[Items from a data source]
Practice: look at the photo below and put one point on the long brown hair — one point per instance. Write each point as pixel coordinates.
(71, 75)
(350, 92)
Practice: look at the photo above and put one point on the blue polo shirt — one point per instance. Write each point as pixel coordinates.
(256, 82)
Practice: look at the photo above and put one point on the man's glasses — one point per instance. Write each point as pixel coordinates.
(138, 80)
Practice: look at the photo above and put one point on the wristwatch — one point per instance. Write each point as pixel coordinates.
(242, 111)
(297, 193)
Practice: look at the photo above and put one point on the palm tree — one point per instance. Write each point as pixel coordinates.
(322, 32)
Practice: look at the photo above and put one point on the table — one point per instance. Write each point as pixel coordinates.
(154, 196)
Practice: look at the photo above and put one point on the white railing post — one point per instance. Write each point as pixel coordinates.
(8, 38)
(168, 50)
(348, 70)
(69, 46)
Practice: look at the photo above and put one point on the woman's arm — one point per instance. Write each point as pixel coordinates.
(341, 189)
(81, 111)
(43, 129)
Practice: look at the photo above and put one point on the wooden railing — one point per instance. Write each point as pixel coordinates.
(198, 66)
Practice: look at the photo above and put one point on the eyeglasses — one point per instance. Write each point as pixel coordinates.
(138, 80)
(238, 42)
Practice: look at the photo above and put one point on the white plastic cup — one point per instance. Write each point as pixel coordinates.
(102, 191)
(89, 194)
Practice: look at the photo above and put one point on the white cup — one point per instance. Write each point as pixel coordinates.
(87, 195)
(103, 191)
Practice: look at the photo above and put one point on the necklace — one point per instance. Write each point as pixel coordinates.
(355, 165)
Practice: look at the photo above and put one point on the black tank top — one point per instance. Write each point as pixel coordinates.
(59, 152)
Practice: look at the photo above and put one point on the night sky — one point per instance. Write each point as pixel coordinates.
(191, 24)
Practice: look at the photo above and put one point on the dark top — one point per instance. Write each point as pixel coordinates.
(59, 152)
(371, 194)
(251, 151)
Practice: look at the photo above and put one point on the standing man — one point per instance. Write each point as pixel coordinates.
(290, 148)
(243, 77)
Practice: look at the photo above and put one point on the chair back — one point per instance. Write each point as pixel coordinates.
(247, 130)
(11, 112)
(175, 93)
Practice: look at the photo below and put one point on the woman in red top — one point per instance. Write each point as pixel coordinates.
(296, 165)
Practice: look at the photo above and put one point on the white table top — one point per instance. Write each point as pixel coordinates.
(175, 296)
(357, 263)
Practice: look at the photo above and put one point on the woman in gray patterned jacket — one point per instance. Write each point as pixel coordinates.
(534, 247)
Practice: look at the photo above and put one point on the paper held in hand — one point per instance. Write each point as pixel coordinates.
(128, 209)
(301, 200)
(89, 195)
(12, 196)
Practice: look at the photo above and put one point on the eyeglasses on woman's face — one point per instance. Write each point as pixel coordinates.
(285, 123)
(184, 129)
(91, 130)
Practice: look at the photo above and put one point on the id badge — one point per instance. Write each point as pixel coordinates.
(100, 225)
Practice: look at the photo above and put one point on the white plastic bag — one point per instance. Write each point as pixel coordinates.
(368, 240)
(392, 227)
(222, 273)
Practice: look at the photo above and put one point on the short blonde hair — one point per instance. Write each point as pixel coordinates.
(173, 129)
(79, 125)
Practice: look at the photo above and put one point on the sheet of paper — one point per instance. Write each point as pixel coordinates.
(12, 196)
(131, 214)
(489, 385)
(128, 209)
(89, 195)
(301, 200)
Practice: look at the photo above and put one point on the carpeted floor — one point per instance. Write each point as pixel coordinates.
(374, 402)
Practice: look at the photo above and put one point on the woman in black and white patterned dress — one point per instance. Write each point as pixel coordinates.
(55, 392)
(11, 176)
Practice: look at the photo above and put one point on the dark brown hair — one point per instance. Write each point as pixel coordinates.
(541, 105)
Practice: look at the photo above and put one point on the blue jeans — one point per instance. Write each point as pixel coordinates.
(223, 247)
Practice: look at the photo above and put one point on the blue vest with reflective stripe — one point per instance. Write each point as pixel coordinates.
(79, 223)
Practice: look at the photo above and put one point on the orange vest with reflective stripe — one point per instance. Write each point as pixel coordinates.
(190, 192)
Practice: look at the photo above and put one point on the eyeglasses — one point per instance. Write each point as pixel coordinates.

**EXERCISE**
Each line of the data above must be restated word for word.

**REPLY**
Practice: look at the photo below and put one point on the long brown hair — one point per instance. Write each point as pixel coordinates.
(71, 75)
(350, 92)
Practice: look at the photo above and put one point on the blue polo shirt — one point per instance. Write each point as pixel coordinates.
(256, 82)
Practice: look at the photo above and put one point on the man's glasses — one point per instance. Write each point as pixel coordinates.
(138, 80)
Practice: look at the photo above and put one point on the wristwatch — one point per instance. Write each point as pixel coordinates.
(242, 111)
(297, 193)
Practice: look at the photo above and put one point on the palm tree — one point per instance. Write each point as pixel coordinates.
(322, 32)
Practice: look at the photo above and put one point on the table — one point per instance. Write each point as pixel coordinates.
(154, 196)
Practice: look at the photo above and put one point on the white railing post — one point per instance. Write each point as pixel coordinates.
(8, 38)
(168, 50)
(348, 70)
(69, 46)
Practice: look at the photo above and put one point on the woman's arm — one point per instance. Write each point as pixel coordinates.
(341, 189)
(81, 111)
(43, 129)
Practice: look at the photo above and put one point on the wooden railing — one point per instance. Write each point as pixel coordinates.
(198, 66)
Practice: look at the photo above and put one point on the eyeglasses — one point per instance. Write each point as pixel coordinates.
(138, 80)
(238, 42)
Practice: look at the photo above and put one point on the white plastic cup — one point per instance. Write each point as pixel coordinates.
(102, 191)
(89, 194)
Practice: look at the photo above and put one point on the white cup — one point per instance. Write each point as pixel coordinates.
(87, 195)
(103, 191)
Practice: look at the photo above and put one point on the necklace — one point per instance. Write each point as pixel coordinates.
(355, 165)
Practice: look at the photo above and put one point on the black tank top — one point per instance. Write each point as pixel coordinates.
(59, 152)
Practice: look at the photo above and put one point on the night sky — one point per instance. Write each point as pixel coordinates.
(191, 24)
Practice: look at the photo above and put one point on the dark top — one point per instance. Write each point as pixel coordinates.
(59, 152)
(371, 194)
(251, 151)
Practice: look at the photo above and put one point on the standing man — one point per instance. Write each point as pixel coordinates.
(290, 148)
(243, 77)
Practice: look at the photo above and put one point on the chair back — one point per instance. Write each point as pixel coordinates.
(247, 130)
(11, 112)
(175, 93)
Practice: look at the photo below and put one point on the woman in red top — one point per instance. Write each point as pixel coordinates.
(296, 165)
Practice: look at the photo above and put one point on the white table top — one point per instance. Write each point as pixel coordinates.
(175, 296)
(357, 263)
Practice: look at the photo above and put one point on the woman in gray patterned jacket — one point per instance. Write each point as pixel coordinates.
(534, 247)
Practice: look at the photo above and put one point on the paper held in hand — one point per instance. Write each point as pixel coordinates.
(128, 209)
(301, 200)
(89, 195)
(12, 196)
Practice: look at the photo above and put one point on the eyeglasses on woman's face — one point per instance. Write each point as pixel coordinates.
(285, 123)
(184, 129)
(91, 130)
Practice: look at the photo above and put one point on the id badge — one point per instance. Write each point as pixel coordinates.
(100, 225)
Practice: look at the photo above and put one point on the white plastic bag — one point per instance. Write each point as pixel coordinates.
(368, 240)
(392, 227)
(222, 273)
Practice: look at the photo above and put one point on the short blonde hair — one point per instance. Write each point as pixel coordinates.
(173, 129)
(79, 125)
Practice: look at the photo above and put one point on the sheet of paper — one point per instance. Write each point as pixel coordinates.
(12, 196)
(131, 214)
(489, 385)
(128, 209)
(89, 195)
(301, 200)
Practice: look at the photo above and put one point on the carpeted floor — one point per instance. Write each point as pixel coordinates.
(374, 402)
Practice: look at the photo above and put one point on the woman in black and white patterned dress — one point per instance. Write each point as pixel coordinates.
(55, 392)
(11, 176)
Practice: look at the photo above and put one point on the dark brown hair — one point per instance. Write each point as pixel coordinates.
(541, 105)
Practice: look at the photo above and put one point on the blue jeans — one point per instance. Write each point as pixel coordinates.
(223, 247)
Practice: look at the photo above and put one point on the blue vest with reflective stripe — one point per instance. Write each point as pixel coordinates.
(79, 223)
Practice: look at the photo above and put one point on the orange vest with reflective stripe — one point per instance. Write each point as pixel coordinates.
(190, 192)
Practice: look at the photo above and put one point on the eyeglasses — one point per instance. Write each point as pixel coordinates.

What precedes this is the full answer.